*** Opening DATA SECTION ***

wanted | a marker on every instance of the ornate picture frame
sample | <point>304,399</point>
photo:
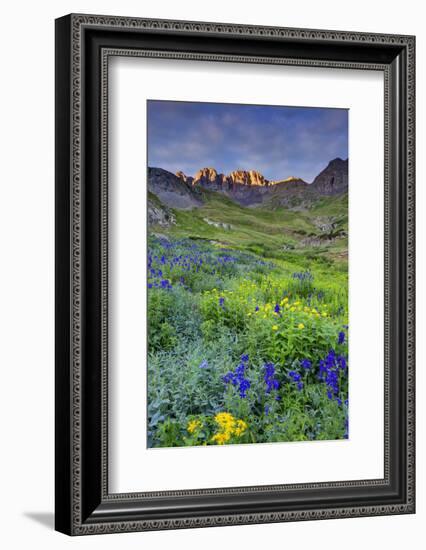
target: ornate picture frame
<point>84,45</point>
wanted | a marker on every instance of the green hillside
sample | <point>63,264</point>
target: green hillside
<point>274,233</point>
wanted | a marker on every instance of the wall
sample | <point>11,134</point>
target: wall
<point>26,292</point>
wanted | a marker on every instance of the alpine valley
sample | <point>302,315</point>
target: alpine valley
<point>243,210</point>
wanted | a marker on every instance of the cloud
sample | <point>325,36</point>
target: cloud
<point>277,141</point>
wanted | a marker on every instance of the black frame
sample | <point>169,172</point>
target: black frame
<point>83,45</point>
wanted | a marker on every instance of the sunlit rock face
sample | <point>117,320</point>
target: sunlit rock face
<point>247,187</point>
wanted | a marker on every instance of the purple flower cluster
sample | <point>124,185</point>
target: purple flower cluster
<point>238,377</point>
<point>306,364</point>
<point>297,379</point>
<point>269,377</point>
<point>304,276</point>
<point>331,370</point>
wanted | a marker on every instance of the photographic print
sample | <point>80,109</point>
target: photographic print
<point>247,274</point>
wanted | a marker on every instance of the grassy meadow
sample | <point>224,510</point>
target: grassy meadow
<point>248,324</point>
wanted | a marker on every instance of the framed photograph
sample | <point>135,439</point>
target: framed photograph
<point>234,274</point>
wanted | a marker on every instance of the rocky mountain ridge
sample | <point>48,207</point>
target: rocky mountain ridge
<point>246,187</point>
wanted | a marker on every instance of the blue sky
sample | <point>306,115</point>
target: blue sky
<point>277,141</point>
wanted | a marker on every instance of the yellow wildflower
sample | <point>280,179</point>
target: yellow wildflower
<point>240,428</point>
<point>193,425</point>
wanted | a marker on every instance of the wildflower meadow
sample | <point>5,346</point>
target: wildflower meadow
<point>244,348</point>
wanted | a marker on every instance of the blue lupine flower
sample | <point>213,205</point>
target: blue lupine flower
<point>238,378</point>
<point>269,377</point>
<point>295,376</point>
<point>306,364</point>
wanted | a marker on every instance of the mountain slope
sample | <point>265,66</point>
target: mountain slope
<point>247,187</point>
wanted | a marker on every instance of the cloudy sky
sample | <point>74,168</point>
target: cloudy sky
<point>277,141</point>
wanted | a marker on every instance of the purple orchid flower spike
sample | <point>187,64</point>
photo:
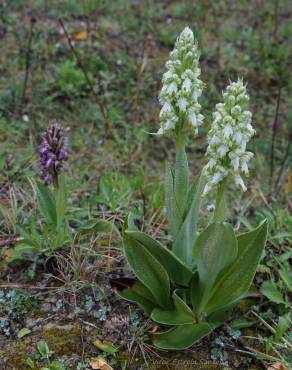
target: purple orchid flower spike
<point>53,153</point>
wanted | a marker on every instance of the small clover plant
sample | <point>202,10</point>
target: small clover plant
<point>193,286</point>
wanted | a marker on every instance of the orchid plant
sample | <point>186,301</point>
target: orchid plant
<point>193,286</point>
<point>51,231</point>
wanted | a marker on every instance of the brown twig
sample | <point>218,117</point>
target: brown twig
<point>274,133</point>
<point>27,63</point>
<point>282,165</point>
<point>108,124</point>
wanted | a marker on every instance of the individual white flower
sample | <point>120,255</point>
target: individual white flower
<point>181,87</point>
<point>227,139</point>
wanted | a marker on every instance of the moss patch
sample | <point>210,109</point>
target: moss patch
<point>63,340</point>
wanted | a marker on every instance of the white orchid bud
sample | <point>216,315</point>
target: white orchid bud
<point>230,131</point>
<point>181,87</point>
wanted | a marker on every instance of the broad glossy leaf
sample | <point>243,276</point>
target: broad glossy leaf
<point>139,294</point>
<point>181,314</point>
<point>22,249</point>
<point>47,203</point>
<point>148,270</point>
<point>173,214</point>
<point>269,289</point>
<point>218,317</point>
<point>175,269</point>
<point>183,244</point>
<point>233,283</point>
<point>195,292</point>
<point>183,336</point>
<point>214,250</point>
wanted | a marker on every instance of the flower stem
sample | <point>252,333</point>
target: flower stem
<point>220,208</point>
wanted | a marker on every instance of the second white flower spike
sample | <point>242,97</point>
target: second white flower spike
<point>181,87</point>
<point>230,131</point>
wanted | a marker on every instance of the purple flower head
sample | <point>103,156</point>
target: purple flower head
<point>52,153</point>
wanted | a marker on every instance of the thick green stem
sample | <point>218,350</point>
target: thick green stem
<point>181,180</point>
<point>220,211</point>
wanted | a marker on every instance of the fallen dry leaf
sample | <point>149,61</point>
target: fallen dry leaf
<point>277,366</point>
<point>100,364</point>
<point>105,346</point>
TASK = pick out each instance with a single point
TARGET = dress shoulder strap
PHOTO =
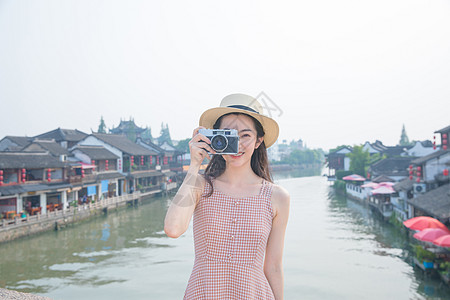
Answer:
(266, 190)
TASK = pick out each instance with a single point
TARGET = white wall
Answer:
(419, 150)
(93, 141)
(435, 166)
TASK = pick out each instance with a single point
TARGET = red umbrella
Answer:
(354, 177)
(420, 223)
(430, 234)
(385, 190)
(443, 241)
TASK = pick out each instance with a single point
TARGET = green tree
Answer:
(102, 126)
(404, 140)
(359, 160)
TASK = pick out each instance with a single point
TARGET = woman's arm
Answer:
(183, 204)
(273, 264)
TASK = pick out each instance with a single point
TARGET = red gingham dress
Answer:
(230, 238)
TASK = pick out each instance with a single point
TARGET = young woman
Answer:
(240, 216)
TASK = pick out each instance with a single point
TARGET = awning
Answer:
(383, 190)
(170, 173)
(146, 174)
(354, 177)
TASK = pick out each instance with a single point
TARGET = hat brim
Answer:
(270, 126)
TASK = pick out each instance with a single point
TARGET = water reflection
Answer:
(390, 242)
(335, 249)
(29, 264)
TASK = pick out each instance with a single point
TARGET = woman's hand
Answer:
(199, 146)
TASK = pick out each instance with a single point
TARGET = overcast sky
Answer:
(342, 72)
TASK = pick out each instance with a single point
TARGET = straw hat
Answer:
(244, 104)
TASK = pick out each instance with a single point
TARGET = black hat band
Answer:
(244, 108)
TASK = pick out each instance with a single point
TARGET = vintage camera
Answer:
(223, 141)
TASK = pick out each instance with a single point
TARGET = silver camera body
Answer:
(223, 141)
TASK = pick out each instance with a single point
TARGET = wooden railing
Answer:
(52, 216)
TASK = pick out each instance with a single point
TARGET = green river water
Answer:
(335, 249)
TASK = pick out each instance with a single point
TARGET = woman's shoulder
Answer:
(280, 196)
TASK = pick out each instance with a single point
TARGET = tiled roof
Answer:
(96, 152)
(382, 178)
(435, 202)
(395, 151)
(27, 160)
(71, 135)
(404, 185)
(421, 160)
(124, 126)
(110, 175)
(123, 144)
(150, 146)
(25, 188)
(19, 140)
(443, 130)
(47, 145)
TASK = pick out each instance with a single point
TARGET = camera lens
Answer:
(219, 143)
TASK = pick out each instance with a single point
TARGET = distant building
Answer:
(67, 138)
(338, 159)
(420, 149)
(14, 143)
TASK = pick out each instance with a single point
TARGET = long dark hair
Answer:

*** Closing DATA SECTION ***

-- TASK REQUIREMENTS --
Please give back exactly the lines of the listing above that run from the one containing "wanted | a marker on every instance of the sunlit" through the one containing "sample | <point>213,205</point>", and only those.

-- EXERCISE ANSWER --
wanted | a marker on every instance of the sunlit rock face
sample | <point>117,320</point>
target: sunlit rock face
<point>247,187</point>
wanted | a marker on every instance of the purple flower cluster
sample | <point>124,185</point>
target: purple flower cluster
<point>238,377</point>
<point>306,364</point>
<point>297,379</point>
<point>269,377</point>
<point>304,276</point>
<point>331,370</point>
wanted | a marker on every instance of the photographic print
sample | <point>80,109</point>
target: photographic print
<point>247,274</point>
wanted | a marker on every instance of the grassy meadow
sample | <point>224,510</point>
target: grassy meadow
<point>248,324</point>
wanted | a marker on every instance of the framed photograph
sample | <point>135,439</point>
target: framed photograph
<point>234,274</point>
wanted | a marker on every instance of the rocky mountain ridge
sample | <point>48,207</point>
target: rocky mountain ridge
<point>246,187</point>
wanted | a marker on every instance of the blue sky
sample | <point>306,115</point>
target: blue sky
<point>277,141</point>
wanted | a marker on every instance of the yellow wildflower
sample | <point>280,179</point>
target: yellow wildflower
<point>240,428</point>
<point>193,425</point>
wanted | a marker on every instance of the wildflower meadow
sample | <point>5,346</point>
target: wildflower meadow
<point>244,348</point>
wanted | a marker on every instance of the blue lupine flower
sample | <point>213,205</point>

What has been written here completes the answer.